Fontan et al. (2017) simulated the combined effects of three components of ARHL, namely (a) the elevation of HTs, (b) the loss of FS, and (c) LR. Thus, the relative effect of each of these components on the precision of the prediction of speech intelligibility is currently not known.
The present study addresses the issues outlined earlier by comparing intelligibility scores obtained by individual older listeners with ARHL with the predictions of an ASR system fed with speech signals processed to simulate for each individual listener one (HT elevation alone), two (HT elevation + FS loss; HT elevation + LR), or all three (HT elevation + FS loss + LR) of the perceptual consequences of ARHL.
While the long-term objective is to use ASR to predict aided speech intelligibility in a range of listening environments (e.g., in quiet, in the presence of different background sounds), it was decided to limit the scope of the present study to the prediction of unaided perception performance for speech presented in quiet. This was done because the listener-related variability in suprathreshold auditory and cognitive processing abilities are likely to play a larger role when speech has to be understood in the presence of background noise and/or after being processed through a HA (e.g., Stone et al., 2009). In addition, in France, speech audiometry is often performed in quiet, as shown by a recent survey of the current audiological practice of French HA audiologists (Rembaud et al., 2017).
Methodology
Participants
Recruitment
Twenty-eight older (≥60 years) native French speakers, presenting for their first consultation at the ENT department of the Honoré Cave Hospital or a local HA dispensing center (Montauban, France), were recruited, based on their having relatively symmetrical and sloping high-frequency hearing losses, as is typical for mild-to-moderate ARHL. The difference in average hearing sensitivity in the low-frequency (≤1 kHz) and high-frequency (≥4 kHz) regions was at least 20 dB. Extreme cases of (nearly) normal hearing sensitivity or of more severe hearing losses (for the latter, the presence of cochlear dead regions becomes more likely) were not considered for participation to reduce the possibility of observing ceiling and floor effects on the speech-identification tests. None of the participants self-reported having been excessively exposed to loud sounds during their life. While some of the participants self-reported experiencing tinnitus, which can affect speech intelligibility (Ryu et al., 2012), none of them judged its presence as having a deleterious effect on their ability to understand speech. Only people with no prior experience with speech-intelligibility tests were invited to participate to ensure that familiarity with the speech materials used in the present study did not affect performance. All participants were confirmed as right-handed based on their results on the Edinburgh Handedness Inventory (Oldfield, 1971) and had normal or corrected-to-normal vision. Prior to the start of the study, approved by the ethical committee of the Honoré Cave Hospital (Montauban, France), all participants provided informed written consent.

> [Questions to answer]
A - Write out the passage from the hearing study between "While the long-term" and "et al., 2017).", inclusive.
B - Continue the hearing study excerpt, starting after its last sentence.
The entries that come after this study excerpt are not needed for the tasks.

> [Data supplied]

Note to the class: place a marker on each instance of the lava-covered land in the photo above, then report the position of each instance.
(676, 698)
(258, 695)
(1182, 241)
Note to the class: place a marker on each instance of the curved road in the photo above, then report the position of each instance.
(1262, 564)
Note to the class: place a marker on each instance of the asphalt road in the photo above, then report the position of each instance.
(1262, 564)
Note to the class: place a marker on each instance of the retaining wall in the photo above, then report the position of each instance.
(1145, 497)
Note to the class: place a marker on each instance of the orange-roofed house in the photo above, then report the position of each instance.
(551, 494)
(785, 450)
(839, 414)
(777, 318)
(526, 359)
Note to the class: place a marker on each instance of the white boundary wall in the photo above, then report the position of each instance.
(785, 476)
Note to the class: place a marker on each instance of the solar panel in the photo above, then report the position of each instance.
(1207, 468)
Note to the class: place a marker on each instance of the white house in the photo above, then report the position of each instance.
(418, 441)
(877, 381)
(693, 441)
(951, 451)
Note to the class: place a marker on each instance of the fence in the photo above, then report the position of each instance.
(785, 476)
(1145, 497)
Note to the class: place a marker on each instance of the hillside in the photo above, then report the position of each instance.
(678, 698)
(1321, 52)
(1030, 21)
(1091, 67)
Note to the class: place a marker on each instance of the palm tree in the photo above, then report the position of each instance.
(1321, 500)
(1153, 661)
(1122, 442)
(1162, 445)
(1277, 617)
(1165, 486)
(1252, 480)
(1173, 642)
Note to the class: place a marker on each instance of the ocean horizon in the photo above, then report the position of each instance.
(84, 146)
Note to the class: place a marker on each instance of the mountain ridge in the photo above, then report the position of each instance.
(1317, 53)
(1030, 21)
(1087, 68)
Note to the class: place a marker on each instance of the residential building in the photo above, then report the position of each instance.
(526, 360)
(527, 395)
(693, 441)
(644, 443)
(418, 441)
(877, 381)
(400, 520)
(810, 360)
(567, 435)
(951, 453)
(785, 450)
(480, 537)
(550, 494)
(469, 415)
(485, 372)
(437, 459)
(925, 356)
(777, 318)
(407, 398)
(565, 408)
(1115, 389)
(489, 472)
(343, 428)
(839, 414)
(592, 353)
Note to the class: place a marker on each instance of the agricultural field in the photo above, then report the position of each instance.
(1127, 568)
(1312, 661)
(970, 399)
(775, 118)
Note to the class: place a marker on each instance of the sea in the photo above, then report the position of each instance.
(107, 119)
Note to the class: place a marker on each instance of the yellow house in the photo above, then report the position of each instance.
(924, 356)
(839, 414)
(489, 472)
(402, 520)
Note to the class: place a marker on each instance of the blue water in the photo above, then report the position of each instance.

> [Task-by-task outputs]
A -
While the long-term objective is to use ASR to predict aided speech intelligibility in a range of listening environments (e.g., in quiet, in the presence of different background sounds), it was decided to limit the scope of the present study to the prediction of unaided perception performance for speech presented in quiet. This was done because the listener-related variability in suprathreshold auditory and cognitive processing abilities are likely to play a larger role when speech has to be understood in the presence of background noise and/or after being processed through a HA (e.g., Stone et al., 2009). In addition, in France, speech audiometry is often performed in quiet, as shown by a recent survey of the current audiological practice of French HA audiologists (Rembaud et al., 2017).

B -
Cognitive Screening
To minimize the possibility that test performance might be affected by pathological cognitive status, the French version of the Mini-Mental State Examination (MMSE; Kalafat et al., 2003), a frequently used screening tool for the assessment of cognitive impairment, was administered to all participants. Two of the recruited participants scored less than 27 points (out of the maximum of 30), which has been considered as outside the range of normal cognitive functioning (e.g., Bassuk et al., 2000; Bruce et al., 1995; Zaudig, 1992), and hence were excluded from the study. As expected based on population norms (Crum et al., 1993), MMSE scores declined with increasing age (Spearman’s rho = –.52, p = .005, one-tailed).
Audiometric Assessment
For the remaining 26 participants, pure-tone audiometry was reconducted in the test (i.e., right) ear, following the guidelines of the British Society of Audiology (2011). An Interacoustics Affinity 2.0 AC440 audiometry module with a 3M Peltor H7A headset and a RadioEar B-81 bone transducer were used for air- and bone-conduction audiometry, respectively. All testing was carried out in a sound-treated room complying with the requirements set out by the French public health code for audiometric booths (République Française, 2017); the measured ambient noise level over a 1-hr period was 32 dB(A) compared with the maximum acceptable level of 40 dB(A).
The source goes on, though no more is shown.